AVAILABLE DATA Block Start

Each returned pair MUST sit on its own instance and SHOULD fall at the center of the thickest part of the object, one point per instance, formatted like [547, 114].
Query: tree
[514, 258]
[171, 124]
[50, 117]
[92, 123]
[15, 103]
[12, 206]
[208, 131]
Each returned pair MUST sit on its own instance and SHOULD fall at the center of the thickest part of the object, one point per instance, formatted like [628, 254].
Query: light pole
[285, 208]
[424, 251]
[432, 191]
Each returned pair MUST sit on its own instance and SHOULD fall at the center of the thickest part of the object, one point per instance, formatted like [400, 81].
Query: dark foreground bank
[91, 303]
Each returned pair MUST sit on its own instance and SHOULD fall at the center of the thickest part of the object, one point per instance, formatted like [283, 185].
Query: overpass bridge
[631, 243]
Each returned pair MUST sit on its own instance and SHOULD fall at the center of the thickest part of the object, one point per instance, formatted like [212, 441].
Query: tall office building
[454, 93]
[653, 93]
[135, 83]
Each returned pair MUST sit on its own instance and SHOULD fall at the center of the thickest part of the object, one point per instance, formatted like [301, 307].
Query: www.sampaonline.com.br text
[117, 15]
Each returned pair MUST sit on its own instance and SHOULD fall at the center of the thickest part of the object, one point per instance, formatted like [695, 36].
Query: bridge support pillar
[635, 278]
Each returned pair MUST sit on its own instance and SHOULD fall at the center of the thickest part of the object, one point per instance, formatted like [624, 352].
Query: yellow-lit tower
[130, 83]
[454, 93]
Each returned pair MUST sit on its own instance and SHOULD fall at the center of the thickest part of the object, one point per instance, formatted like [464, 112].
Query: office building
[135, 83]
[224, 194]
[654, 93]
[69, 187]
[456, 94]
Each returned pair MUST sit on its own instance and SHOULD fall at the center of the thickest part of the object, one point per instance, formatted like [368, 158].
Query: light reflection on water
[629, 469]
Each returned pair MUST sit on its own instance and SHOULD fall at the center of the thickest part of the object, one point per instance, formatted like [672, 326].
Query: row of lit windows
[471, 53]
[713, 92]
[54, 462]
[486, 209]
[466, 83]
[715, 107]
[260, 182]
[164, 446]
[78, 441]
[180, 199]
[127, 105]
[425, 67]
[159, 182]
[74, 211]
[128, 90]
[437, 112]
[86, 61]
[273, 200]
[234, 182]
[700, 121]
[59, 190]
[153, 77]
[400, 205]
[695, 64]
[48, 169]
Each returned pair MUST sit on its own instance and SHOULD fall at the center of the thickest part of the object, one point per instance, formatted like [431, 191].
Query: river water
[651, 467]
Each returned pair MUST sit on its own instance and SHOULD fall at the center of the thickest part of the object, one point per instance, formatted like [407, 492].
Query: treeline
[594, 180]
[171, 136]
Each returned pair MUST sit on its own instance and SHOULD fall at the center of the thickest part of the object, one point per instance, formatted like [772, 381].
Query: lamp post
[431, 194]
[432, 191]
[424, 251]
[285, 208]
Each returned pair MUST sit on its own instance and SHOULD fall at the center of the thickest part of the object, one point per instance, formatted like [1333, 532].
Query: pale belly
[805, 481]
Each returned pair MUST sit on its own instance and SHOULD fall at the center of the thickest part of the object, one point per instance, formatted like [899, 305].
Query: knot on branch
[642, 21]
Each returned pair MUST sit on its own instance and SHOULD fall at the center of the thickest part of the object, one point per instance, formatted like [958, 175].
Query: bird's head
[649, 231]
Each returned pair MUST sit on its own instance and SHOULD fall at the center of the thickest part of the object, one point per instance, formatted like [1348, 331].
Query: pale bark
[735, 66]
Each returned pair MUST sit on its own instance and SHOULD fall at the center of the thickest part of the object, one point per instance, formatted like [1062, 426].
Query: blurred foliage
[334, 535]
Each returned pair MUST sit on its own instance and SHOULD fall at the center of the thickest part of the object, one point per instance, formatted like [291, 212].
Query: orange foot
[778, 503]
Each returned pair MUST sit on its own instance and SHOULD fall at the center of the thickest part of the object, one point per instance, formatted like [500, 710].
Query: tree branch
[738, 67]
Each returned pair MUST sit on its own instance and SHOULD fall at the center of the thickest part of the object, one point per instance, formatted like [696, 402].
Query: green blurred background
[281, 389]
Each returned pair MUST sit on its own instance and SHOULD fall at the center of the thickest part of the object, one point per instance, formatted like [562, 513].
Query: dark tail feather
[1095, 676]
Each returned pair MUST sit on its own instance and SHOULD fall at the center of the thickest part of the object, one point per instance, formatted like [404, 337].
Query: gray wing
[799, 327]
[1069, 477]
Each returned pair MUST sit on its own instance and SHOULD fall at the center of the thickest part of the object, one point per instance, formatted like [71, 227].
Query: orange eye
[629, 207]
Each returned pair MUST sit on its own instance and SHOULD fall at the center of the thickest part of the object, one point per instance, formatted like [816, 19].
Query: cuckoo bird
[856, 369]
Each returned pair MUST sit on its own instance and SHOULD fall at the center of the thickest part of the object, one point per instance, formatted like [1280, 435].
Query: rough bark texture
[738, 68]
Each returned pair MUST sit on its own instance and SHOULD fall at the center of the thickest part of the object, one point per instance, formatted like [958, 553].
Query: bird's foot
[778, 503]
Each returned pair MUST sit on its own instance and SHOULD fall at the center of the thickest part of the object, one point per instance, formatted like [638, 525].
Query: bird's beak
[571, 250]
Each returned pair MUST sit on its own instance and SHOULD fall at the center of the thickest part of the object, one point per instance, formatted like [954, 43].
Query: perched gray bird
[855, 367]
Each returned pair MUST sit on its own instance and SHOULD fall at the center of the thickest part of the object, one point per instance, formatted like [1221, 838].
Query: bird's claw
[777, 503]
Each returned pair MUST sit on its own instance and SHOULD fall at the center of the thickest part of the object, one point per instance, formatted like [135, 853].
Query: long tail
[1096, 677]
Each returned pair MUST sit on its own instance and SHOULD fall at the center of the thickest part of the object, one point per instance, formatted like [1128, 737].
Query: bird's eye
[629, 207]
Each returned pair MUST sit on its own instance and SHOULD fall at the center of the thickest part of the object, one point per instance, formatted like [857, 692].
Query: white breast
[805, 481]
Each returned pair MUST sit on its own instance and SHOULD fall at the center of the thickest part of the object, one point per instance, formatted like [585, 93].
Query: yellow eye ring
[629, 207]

AVAILABLE DATA Block End

Reproduce each entry above character for character.

Each returned pair MUST sit on its own instance and SHOULD fall at the center of the thickest part of the object, one point per instance, formatted like [547, 114].
Query: tree
[514, 258]
[171, 124]
[50, 117]
[92, 123]
[15, 103]
[12, 206]
[208, 131]
Each returned pair MUST sit on its own instance and SHOULD fall at the center of the thickest part of the object, one point per instance, formatted like [628, 254].
Query: light pole
[285, 208]
[424, 251]
[432, 191]
Each returned pair MUST sit on its own instance and SHOULD fall at the center of the thickest part of the object, one point per instance, formatted like [400, 81].
Query: dark foreground bank
[91, 303]
Each returned pair MUST sit on its own instance and SHOULD fall at the center of the thickest part of the object, one point per instance, formatted like [283, 185].
Query: overpass bridge
[631, 243]
Each returned pair MUST sit on its own instance and SHOULD fall at the center of the thickest part of the object, one point per instance, formatted like [212, 441].
Query: tall office building
[454, 93]
[653, 93]
[135, 83]
Each returned pair MUST sit on its own instance and SHOULD fall at the center of the thickest part of the object, one point per instance, formatted like [301, 307].
Query: www.sampaonline.com.br text
[117, 15]
Each returned pair MUST sit on its own instance and SHOULD fall at the center of the thickest part of the object, one point per instance, formatted like [695, 36].
Query: bridge support pillar
[635, 278]
Each returned pair MUST sit on its own instance and SHOULD fall at the center of the thickest part of the object, one point per instance, formatted like [624, 352].
Query: yellow-lit tower
[130, 83]
[454, 93]
Each returned pair MUST sit on its own instance and SHOULD fall at the center of the thickest part of the object, one point per instance, formatted like [464, 112].
Query: office building
[135, 83]
[224, 194]
[654, 93]
[69, 187]
[456, 94]
Each returned pair MUST sit on its own instance and SHOULD fall at the center of the thickest part of the object, one point per instance, formatted like [368, 158].
Query: light reflection on water
[629, 469]
Each returned pair MUST sit on its own instance and SHOULD fall at the center of the thickest part of the object, one point per instance, formatted like [672, 326].
Query: row of lit windows
[471, 53]
[713, 92]
[54, 462]
[486, 209]
[466, 83]
[715, 107]
[260, 182]
[164, 446]
[78, 441]
[180, 199]
[127, 105]
[425, 67]
[159, 182]
[74, 211]
[128, 90]
[437, 112]
[86, 61]
[273, 200]
[234, 182]
[700, 121]
[59, 190]
[153, 77]
[400, 205]
[695, 64]
[48, 169]
Each returned pair MUST sit on its own instance and SHOULD fall at the center of the thickest part of the object, one point per instance, formatted like [431, 191].
Query: river water
[651, 467]
Each returned pair MUST sit on its own instance and SHOULD fall at the center of the thickest part of the object, one point per instance, formatted like [407, 492].
Query: treeline
[594, 180]
[171, 136]
Each returned pair MUST sit on its own instance and SHOULD fall at the center of the thickest part of the object, one point per instance, formatted like [772, 381].
Query: lamp post
[431, 194]
[432, 191]
[424, 251]
[285, 208]
Each returned pair MUST sit on its own instance and SHOULD fall at the center of the thickest part of the object, one point per instance, formatted like [1333, 532].
Query: pale belly
[805, 481]
Each returned pair MUST sit on its own instance and SHOULD fall at the center of the thickest part of the object, one point per instance, formatted like [899, 305].
Query: knot on branch
[642, 21]
Each returned pair MUST sit on its own instance and SHOULD fall at the center of the thickest part of the object, one point per instance, formatted like [958, 175].
Query: bird's head
[649, 231]
Each returned pair MUST sit on its own instance and SHOULD fall at the center of the thickest part of the object, one point per instance, formatted like [1348, 331].
Query: pale bark
[735, 66]
Each returned pair MUST sit on its own instance and SHOULD fall at the center of the thickest part of the object, one point per instance, formatted like [1062, 426].
Query: blurred foliage
[334, 535]
Each returned pair MUST sit on its own instance and SHOULD fall at the center of the thickest part of the object, one point per instance, formatted like [291, 212].
Query: orange foot
[778, 503]
Each returned pair MUST sit on its own instance and SHOULD fall at the center of the thickest part of the object, one point per instance, formatted like [500, 710].
Query: tree branch
[738, 67]
Each returned pair MUST sit on its own instance and SHOULD fall at the center of the thickest part of the object, one point per instance, formatted like [696, 402].
Query: green blurred background
[281, 389]
Each returned pair MUST sit on its own instance and SHOULD fall at the center of the thickest part of the object, one point per instance, formatted like [562, 513].
Query: dark tail feather
[1095, 676]
Each returned pair MUST sit on its own instance and SHOULD fall at the center of the thickest part of the object, one point per instance, formatted like [404, 337].
Query: gray wing
[799, 327]
[1069, 477]
Each returned pair MUST sit on its own instance and SHOULD fall at the center of the thickest part of the object, one point per instance, formatted like [71, 227].
Query: orange eye
[629, 207]
Each returned pair MUST sit on its own instance and SHOULD fall at the center of the thickest part of the object, one point per instance, formatted like [816, 19].
Query: cuckoo bird
[856, 369]
Each returned pair MUST sit on its own instance and SHOULD fall at the center of the thickest part of the object, one point per instance, formatted like [1280, 435].
Query: rough bark texture
[738, 68]
Each returned pair MUST sit on its own instance and SHOULD fall at the center of the thickest part of the object, one point per instance, formatted like [958, 553].
Query: bird's foot
[778, 503]
Each returned pair MUST sit on its own instance and SHOULD fall at the center of the thickest part of the object, one point per instance, formatted like [638, 525].
Query: bird's beak
[571, 250]
Each returned pair MUST sit on its own instance and SHOULD fall at the center of the thickest part of the object, one point per instance, formatted like [954, 43].
Query: perched gray bird
[855, 367]
Each returned pair MUST sit on its own instance and SHOULD fall at the center of the thickest part of the object, one point per instance, formatted like [1221, 838].
Query: bird's claw
[777, 503]
Each returned pair MUST sit on its own instance and SHOULD fall at the center of the thickest part of the object, one point per instance, formatted like [135, 853].
Query: long tail
[1096, 677]
Each returned pair MUST sit on its own instance and SHOULD fall at the center of the thickest part of the object, one point per instance, formatted like [1128, 737].
Query: bird's eye
[629, 207]
Each returned pair MUST sit on its own instance and SHOULD fall at the center of the thickest part of the object, one point per instance, formatted like [857, 692].
Query: white breast
[805, 481]
Each returned pair MUST sit on its own instance and SHOULD fall at the center of the thickest part of the object, one point per instance, formatted like [585, 93].
Query: yellow eye ring
[629, 207]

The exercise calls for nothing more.